● **Required actions**:
a) According to the blog post about 1950s car commercials, which two people does everyone want to impress?
b) Continue the blog post about 1950s car commercials from its last sentence.

Saturday, May 6, 2017

Impressing People You Don't Know - Car Commercials from the 1950's

These ads are right-up front with their shallow approach.  Who doesn't want to impress the bag-boy at the grocery store or the valet parking attendant?


I mentioned before in this blog that a lot of marketing and consumerism is aimed at impressing people you don't even know.   And I assume a lot of people think I have my head up my ass when I say this.   After all, why would anyone care what people they don't even know think about them?

Why indeed?

But the reality is, we do care.  We buy overwrought cars, and designer coffee drinks (held head-high, label out, so everyone can see!) and Apple status products (with a little hole in the case so the apple logo will show through!) so that everyone will know that we are important and that we matter.

It is a human thing, I guess.  We all want to be different and unique and have status in one form or another, whether it is showing off apparent wealth, bad-assedness, or political or social values.  Cars are just an obvious form of status-seeking behavior, whether we want to be bad-ass monster truck drivers, sophisticated Euro-sedan drivers, politically correct hybrid owners, or super-rich exotic car pilots.

● **Record set**:
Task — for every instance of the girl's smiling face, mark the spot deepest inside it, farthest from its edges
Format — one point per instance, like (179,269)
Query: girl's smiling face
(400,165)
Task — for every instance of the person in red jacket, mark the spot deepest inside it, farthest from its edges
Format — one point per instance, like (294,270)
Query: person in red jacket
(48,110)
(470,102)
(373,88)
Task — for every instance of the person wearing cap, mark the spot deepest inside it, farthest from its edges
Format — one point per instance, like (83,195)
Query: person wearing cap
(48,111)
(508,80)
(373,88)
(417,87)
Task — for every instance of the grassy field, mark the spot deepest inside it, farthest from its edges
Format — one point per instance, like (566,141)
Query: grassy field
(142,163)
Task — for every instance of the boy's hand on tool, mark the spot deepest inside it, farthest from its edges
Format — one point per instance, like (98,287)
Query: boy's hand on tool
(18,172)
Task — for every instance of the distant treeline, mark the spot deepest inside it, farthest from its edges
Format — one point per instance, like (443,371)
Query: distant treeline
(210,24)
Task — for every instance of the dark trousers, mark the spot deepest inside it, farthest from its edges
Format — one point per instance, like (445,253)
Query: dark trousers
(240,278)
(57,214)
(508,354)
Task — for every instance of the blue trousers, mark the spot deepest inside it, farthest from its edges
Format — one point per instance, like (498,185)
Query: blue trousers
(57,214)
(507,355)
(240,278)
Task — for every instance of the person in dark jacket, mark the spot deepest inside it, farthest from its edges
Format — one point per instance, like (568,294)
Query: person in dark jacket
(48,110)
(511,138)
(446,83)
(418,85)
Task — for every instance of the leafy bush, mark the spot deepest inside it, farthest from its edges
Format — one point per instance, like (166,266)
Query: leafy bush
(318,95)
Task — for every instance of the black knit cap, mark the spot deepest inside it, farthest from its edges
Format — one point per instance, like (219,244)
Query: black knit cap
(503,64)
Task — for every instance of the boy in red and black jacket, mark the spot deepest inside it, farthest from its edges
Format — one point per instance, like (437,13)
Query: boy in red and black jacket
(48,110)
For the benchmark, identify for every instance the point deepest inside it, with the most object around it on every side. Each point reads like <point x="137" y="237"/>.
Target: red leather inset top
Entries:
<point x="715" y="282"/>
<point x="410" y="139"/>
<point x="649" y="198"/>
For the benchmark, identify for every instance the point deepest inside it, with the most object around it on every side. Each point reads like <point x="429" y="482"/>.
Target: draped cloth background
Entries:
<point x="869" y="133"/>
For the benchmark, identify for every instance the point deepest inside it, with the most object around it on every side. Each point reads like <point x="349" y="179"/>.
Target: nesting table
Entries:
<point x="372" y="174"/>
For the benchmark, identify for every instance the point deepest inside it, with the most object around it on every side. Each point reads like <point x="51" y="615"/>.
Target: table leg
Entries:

● **Answers for the exercise**:
a) The bag-boy at the grocery store and the valet parking attendant.

b)
What struck me about the first ad in the video above, was how up-front the narrator was about all this.   Buy a new Chrysler and your neighbors will look on in envy!   Drive onto the golf course (they let you do that in the 1950's I guess) and your foursome will drool over the "Flite-Sweep styling"!

But then it gets weird.   The bag-boy at the grocery store is impressed by the car, and the narrator says, "he knows what he's talking about!"   I guess women want to be validated by the bag-boy, or maybe Mrs. Robinson is trying to seduce him.

The strangeness gets stranger. The valet parking attendant is impressed with the car and eager to drive it - implying that he might do a few hot laps with your Hemi while you are out shopping.  And again, the ad is up-front that this is desirable, to impress strangers with your car.

Well, OK, that was 60 years ago.  We've become more sophisticated today, right?  No, not really.